TEXTE CITÉ:
<<<<
Or, l'article 2 du décret du 17 décembre 1997 crée une exonération en faveur d'autres catégories de certains successeurs et, par voie de conséquence, viole les dispositions visées au dispositif du moyen.

A.6.2. Le Gouvernement wallon soutient que le sixième moyen est irrecevable, l'article 172 de la Constitution n'étant pas une norme répartitrice de compétences. L'article 172 ne fait que répartir une compétence entre le pouvoir législatif et le pouvoir exécutif. Sur le fond, l'article 2 du décret du 17 décembre 1997 n'exonère en rien du paiement des droits de succession mais instaure seulement un nouveau taux d'imposition. Le moyen manque donc aussi en fait.
>>>>
LISTE:
<<<<
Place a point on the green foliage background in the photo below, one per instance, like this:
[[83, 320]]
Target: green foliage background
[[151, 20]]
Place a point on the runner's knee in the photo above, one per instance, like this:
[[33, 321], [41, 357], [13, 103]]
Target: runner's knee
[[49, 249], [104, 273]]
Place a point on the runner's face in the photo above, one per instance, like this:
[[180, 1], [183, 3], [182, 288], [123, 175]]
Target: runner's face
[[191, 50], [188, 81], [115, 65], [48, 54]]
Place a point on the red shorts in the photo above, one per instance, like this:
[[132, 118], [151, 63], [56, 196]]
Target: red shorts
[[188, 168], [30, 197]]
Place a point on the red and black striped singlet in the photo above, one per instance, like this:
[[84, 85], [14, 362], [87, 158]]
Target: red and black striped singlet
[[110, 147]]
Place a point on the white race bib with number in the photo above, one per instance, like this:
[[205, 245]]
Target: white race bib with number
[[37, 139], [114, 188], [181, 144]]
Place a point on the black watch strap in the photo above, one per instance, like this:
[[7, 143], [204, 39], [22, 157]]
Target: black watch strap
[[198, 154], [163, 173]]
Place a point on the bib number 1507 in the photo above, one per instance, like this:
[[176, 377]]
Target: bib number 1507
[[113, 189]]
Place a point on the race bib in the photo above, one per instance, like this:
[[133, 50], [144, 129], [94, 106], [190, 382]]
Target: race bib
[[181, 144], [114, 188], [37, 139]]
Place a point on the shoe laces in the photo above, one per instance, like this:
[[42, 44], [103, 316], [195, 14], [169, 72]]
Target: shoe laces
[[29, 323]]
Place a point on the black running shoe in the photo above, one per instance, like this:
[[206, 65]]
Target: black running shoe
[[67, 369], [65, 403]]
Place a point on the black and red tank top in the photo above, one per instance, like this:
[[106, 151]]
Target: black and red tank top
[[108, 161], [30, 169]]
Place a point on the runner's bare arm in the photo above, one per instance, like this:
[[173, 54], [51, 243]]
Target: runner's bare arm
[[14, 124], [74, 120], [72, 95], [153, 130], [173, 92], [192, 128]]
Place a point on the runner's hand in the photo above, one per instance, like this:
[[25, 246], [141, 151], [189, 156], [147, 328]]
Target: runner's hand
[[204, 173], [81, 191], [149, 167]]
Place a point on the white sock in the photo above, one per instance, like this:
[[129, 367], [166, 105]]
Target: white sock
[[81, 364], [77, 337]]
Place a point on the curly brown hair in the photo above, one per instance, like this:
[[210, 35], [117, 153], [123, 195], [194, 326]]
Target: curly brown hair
>>>>
TRAVAIL À FAIRE:
(a) Recopiez, dans le texte cité, le passage qui va de « A.6.2. Le Gouvernement » jusqu'à « aussi en fait. ».
(b) Répondez à ces questions à l'aide du texte cité :
(i) Quel moyen le Gouvernement wallon juge-t-il irrecevable ?
(ii) Selon le Gouvernement wallon, quel article de la Constitution n'est pas une norme répartitrice de compétences ?
(iii) D'après le Gouvernement wallon, qu'instaure l'article 2 du décret du 17 décembre 1997 ?
La liste n'a aucun lien avec le texte cité.

RÉPONSES:
(a)
A.6.2. Le Gouvernement wallon soutient que le sixième moyen est irrecevable, l'article 172 de la Constitution n'étant pas une norme répartitrice de compétences. L'article 172 ne fait que répartir une compétence entre le pouvoir législatif et le pouvoir exécutif. Sur le fond, l'article 2 du décret du 17 décembre 1997 n'exonère en rien du paiement des droits de succession mais instaure seulement un nouveau taux d'imposition. Le moyen manque donc aussi en fait.

(b)
(i) Le sixième moyen.
(ii) L'article 172.
(iii) Un nouveau taux d'imposition.